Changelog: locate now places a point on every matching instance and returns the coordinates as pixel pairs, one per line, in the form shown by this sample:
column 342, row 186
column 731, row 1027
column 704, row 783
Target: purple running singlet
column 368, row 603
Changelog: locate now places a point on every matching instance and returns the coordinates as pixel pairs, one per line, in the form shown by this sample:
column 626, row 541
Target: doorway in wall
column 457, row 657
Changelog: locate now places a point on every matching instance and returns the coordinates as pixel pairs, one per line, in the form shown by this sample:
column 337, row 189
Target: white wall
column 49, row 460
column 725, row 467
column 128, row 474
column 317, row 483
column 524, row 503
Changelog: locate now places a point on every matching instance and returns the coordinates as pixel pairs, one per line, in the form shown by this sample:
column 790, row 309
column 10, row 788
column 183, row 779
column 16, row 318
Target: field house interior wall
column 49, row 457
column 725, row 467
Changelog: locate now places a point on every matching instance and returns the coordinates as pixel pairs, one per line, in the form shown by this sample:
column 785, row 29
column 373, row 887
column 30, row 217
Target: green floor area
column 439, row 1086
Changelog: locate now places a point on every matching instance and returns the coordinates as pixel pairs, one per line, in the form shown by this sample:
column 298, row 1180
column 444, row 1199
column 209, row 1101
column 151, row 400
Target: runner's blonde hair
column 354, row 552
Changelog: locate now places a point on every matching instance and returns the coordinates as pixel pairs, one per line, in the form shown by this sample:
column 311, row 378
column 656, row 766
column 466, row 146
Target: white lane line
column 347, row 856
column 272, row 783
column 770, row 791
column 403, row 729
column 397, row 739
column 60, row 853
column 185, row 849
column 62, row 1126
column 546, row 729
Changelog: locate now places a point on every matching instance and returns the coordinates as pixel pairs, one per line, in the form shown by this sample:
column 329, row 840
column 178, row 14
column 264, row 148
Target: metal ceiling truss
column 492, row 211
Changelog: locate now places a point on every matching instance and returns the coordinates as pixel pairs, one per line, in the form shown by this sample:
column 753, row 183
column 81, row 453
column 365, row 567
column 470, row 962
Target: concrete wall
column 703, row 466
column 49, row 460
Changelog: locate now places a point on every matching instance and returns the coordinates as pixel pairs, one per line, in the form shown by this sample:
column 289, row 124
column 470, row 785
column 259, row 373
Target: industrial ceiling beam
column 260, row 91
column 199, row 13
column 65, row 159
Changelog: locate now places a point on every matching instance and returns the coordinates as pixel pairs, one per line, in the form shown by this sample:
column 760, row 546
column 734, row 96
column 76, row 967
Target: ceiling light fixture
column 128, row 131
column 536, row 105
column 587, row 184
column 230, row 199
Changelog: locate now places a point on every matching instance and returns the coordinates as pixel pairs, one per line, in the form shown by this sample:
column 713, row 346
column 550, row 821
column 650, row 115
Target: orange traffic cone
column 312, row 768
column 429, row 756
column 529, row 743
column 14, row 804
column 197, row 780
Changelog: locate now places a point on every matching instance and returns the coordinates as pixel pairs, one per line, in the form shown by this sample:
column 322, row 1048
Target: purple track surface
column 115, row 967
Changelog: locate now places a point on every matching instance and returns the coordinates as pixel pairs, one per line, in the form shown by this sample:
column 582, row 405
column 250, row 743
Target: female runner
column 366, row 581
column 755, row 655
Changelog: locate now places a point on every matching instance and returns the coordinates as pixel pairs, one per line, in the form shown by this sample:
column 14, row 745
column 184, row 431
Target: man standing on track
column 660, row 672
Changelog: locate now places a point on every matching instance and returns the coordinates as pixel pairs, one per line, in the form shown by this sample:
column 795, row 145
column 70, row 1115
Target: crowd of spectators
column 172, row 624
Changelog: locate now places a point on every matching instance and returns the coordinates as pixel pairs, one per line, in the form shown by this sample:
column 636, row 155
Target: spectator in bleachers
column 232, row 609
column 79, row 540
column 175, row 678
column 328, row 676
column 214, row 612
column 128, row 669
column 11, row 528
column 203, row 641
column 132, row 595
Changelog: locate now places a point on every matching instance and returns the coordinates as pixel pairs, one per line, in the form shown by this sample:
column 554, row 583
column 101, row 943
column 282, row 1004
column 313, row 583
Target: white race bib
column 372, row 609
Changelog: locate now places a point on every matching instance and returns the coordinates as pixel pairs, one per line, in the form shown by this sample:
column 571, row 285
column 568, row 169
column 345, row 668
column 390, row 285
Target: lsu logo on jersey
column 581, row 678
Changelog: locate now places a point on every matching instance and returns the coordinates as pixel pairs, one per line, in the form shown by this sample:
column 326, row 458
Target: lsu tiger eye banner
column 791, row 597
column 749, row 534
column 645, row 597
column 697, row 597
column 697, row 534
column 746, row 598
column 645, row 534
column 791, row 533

════

YOUR INSTRUCTIONS: Above are the records; repeat exactly the lines from the one holding "Target: field house interior wall" down to the one holding "column 151, row 400", end lines included.

EXERCISE RESPONSE:
Target: field house interior wall
column 49, row 457
column 725, row 467
Changelog: locate now places a point on every matching instance and returns the coordinates as pixel pairs, one per line, in the form shown by this sample:
column 785, row 29
column 373, row 887
column 30, row 217
Target: green floor area
column 439, row 1086
Changelog: locate now places a point on every matching instance and returns the coordinates as pixel pairs, one per line, in the form shown by this sample:
column 298, row 1180
column 444, row 1199
column 209, row 1101
column 151, row 400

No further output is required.